Pictures excluded, copy every record that follows exactly as it appears.

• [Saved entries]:
☆ ☆ ☆ ☆ ☆ ☆ ☆

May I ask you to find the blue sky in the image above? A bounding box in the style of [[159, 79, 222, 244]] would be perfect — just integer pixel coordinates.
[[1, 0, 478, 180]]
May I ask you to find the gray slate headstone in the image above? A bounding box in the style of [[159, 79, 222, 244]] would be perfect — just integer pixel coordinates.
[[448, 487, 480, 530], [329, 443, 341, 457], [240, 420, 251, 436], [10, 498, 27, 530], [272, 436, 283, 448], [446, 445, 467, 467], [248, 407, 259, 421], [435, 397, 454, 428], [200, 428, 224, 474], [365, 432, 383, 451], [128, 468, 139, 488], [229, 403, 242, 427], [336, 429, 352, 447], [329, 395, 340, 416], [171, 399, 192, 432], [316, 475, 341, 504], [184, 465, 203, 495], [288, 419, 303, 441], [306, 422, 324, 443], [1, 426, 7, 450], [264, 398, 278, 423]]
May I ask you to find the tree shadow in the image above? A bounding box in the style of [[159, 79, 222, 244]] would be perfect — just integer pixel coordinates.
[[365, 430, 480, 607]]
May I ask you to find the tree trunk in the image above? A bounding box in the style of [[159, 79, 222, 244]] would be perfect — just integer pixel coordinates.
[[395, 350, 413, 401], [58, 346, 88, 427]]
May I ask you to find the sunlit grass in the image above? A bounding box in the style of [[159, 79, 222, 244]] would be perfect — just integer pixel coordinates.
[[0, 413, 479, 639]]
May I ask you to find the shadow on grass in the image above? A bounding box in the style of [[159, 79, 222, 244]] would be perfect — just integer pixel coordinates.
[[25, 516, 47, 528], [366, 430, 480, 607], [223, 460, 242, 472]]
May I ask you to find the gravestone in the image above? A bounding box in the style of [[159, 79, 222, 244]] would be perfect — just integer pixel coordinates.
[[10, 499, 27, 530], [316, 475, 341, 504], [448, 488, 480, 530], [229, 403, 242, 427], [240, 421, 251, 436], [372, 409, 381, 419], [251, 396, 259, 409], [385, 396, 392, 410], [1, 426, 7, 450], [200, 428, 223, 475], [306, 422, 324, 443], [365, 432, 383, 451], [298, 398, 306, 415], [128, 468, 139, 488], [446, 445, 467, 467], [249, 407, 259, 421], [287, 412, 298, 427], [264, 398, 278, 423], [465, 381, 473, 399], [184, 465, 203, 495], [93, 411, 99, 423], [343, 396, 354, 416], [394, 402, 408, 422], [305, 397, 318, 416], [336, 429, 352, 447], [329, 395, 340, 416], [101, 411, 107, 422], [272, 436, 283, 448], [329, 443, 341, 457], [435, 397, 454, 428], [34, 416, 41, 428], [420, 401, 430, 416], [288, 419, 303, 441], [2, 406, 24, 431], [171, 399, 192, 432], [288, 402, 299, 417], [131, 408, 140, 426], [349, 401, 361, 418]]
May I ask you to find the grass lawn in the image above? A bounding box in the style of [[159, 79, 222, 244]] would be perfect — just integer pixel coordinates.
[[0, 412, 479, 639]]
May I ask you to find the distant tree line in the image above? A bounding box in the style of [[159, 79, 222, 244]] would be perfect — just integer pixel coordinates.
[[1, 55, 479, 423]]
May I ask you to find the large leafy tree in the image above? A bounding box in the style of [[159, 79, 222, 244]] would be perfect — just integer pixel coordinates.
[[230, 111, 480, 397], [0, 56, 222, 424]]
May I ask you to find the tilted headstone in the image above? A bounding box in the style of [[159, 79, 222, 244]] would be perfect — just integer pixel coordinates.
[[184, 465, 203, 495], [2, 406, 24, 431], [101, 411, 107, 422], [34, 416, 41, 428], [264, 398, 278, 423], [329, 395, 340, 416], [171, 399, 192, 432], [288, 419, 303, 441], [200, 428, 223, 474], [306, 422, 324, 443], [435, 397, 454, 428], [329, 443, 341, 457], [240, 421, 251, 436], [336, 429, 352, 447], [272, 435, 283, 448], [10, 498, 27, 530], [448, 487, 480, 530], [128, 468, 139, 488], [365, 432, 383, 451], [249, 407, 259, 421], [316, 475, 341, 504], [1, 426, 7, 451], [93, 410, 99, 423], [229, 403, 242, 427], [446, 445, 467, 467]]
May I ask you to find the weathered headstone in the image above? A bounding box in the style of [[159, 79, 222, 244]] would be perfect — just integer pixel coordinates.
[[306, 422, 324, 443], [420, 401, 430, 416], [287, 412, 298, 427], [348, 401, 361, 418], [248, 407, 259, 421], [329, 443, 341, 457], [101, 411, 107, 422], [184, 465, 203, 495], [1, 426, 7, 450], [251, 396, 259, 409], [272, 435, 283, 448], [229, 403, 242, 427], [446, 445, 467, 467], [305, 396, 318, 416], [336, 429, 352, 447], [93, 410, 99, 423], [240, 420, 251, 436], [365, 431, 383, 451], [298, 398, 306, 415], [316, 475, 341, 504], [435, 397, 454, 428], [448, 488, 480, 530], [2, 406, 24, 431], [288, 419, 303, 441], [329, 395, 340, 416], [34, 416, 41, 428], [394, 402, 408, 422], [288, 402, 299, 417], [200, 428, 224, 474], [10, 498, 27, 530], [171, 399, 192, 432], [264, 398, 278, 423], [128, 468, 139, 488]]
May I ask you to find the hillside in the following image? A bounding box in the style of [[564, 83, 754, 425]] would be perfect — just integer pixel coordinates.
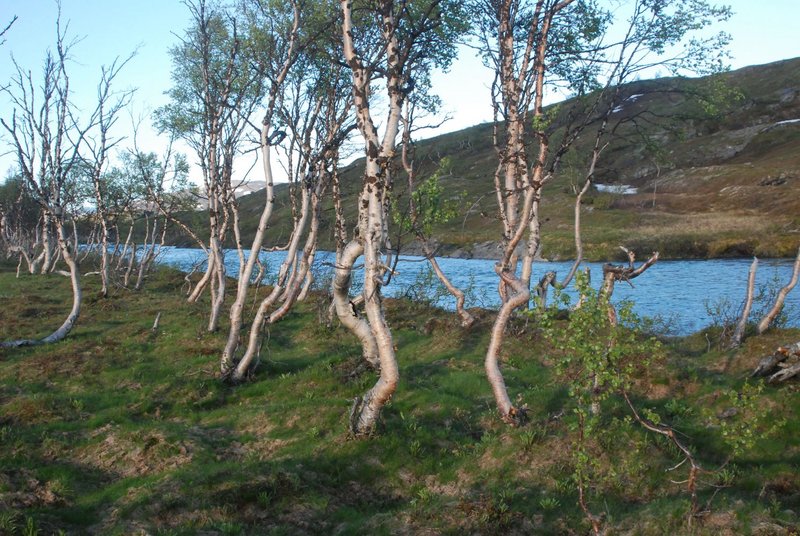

☆ ☆ ☆ ☆ ☆ ☆ ☆

• [Result of this exercise]:
May I ask you to find the blue sky in the image above? A bounding box in the style of [[159, 79, 222, 244]] would be perfect — just integer pixel coordinates.
[[1, 0, 478, 180]]
May I ask you to find the gray slate headstone in the image above? A bounding box in the style of [[159, 79, 222, 244]] would be perfect — just integer pixel coordinates.
[[448, 487, 480, 530], [329, 443, 341, 457], [240, 420, 251, 436], [10, 498, 27, 530], [272, 436, 283, 448], [446, 445, 467, 467], [248, 407, 259, 421], [435, 397, 454, 428], [200, 428, 224, 474], [365, 432, 383, 451], [128, 468, 139, 488], [229, 403, 242, 427], [336, 429, 352, 447], [329, 395, 340, 416], [171, 399, 192, 432], [316, 475, 341, 504], [184, 465, 203, 495], [288, 419, 303, 441], [306, 422, 324, 443], [1, 426, 7, 450], [264, 398, 278, 423]]
May I ask you to find the tree shadow in the image above? A bounding box in the style of [[159, 79, 222, 244]] would be perfect — just integer pixel coordinates.
[[365, 430, 480, 607]]
May I ask you to find the tree trunk in the image above? A bounding box in the style of [[159, 79, 222, 244]] would be perfect — just integer pixel coordinates.
[[395, 350, 413, 401], [58, 346, 88, 427]]
May I ask you to find the sunlit grass in the image above? A bounding box in the style of [[159, 79, 222, 244]] would be perfect — just integer pixel coordinates.
[[0, 413, 479, 639]]
May I ask you to find the shadow on grass in the image above? A bounding box in the style of [[159, 79, 222, 244]] would be perfect — just integer pixel coordinates.
[[25, 516, 47, 528], [366, 430, 480, 607], [223, 460, 242, 472]]
May I ask you to find the gravestone in the image above? A bounding box in the style of [[159, 79, 222, 244]] would be perfect — just integer pixel coordinates.
[[10, 499, 27, 530], [316, 475, 341, 504], [448, 488, 480, 530], [229, 403, 242, 427], [240, 421, 251, 436], [372, 409, 381, 419], [251, 396, 259, 409], [385, 396, 392, 410], [1, 426, 7, 450], [200, 428, 223, 475], [306, 422, 324, 443], [365, 432, 383, 451], [298, 398, 306, 415], [128, 468, 139, 488], [446, 445, 467, 467], [249, 407, 259, 421], [287, 412, 298, 427], [264, 398, 278, 423], [465, 381, 473, 399], [184, 465, 203, 495], [93, 411, 99, 423], [343, 396, 354, 416], [394, 402, 408, 422], [305, 397, 318, 416], [336, 429, 352, 447], [329, 395, 340, 416], [101, 411, 107, 422], [272, 436, 283, 448], [329, 443, 341, 457], [435, 397, 454, 428], [34, 416, 41, 428], [420, 401, 430, 416], [288, 419, 303, 441], [2, 406, 24, 431], [171, 399, 192, 432], [288, 402, 299, 417], [131, 408, 140, 426], [349, 401, 361, 418]]
May I ask you to find the grass lawn in the image above? A bounding box in the style of [[159, 79, 222, 244]] would be perfect — just integer pixel coordinates.
[[0, 412, 479, 639]]
May I ask you to find the distant tree line in the image above? A bounding box in the style of [[159, 79, 222, 244]] would be perfect — just integer pixel coordinates.
[[1, 55, 479, 423]]
May I ask you to find the large leafy tree in the image above? A bounding box in the style of [[159, 79, 222, 244]] would be perfect — just integer pixel coordinates.
[[230, 111, 480, 397], [0, 56, 222, 424]]
May I ask you to find the tilted headstone in the image above? A bounding box in the style of [[159, 79, 222, 244]] would be perfect — just integer pixel coordinates.
[[184, 465, 203, 495], [2, 406, 24, 431], [101, 411, 107, 422], [34, 416, 41, 428], [264, 398, 278, 423], [329, 395, 340, 416], [171, 399, 192, 432], [288, 419, 303, 441], [200, 428, 223, 474], [306, 422, 324, 443], [435, 397, 454, 428], [329, 443, 341, 457], [240, 421, 251, 436], [336, 429, 352, 447], [272, 435, 283, 448], [10, 498, 27, 530], [448, 487, 480, 530], [128, 468, 139, 488], [365, 432, 383, 451], [249, 407, 259, 421], [316, 475, 341, 504], [1, 426, 7, 451], [93, 410, 99, 423], [229, 403, 242, 427], [446, 445, 467, 467]]
May I ask you to find the weathered headstone in the image above? A bounding box in the style of [[159, 79, 222, 244]] would be perfect — just integer pixel coordinates.
[[306, 422, 324, 443], [420, 401, 430, 416], [287, 412, 298, 427], [348, 401, 361, 418], [248, 407, 259, 421], [329, 443, 341, 457], [101, 411, 107, 422], [184, 465, 203, 495], [1, 426, 7, 450], [251, 396, 259, 409], [272, 435, 283, 448], [229, 403, 242, 427], [446, 445, 467, 467], [305, 396, 318, 416], [336, 429, 352, 447], [93, 410, 99, 423], [240, 420, 251, 436], [365, 431, 383, 451], [298, 398, 306, 415], [316, 475, 341, 504], [435, 397, 454, 428], [448, 488, 480, 530], [2, 406, 24, 431], [288, 419, 303, 441], [329, 395, 340, 416], [34, 416, 41, 428], [394, 402, 408, 422], [288, 402, 299, 417], [200, 428, 224, 474], [10, 498, 27, 530], [171, 399, 192, 432], [264, 398, 278, 423], [128, 468, 139, 488]]
May I ask you to find the hillside in the following image? A bounding box in the style of [[564, 83, 754, 425]] would be perfect — just integer pixel coordinates.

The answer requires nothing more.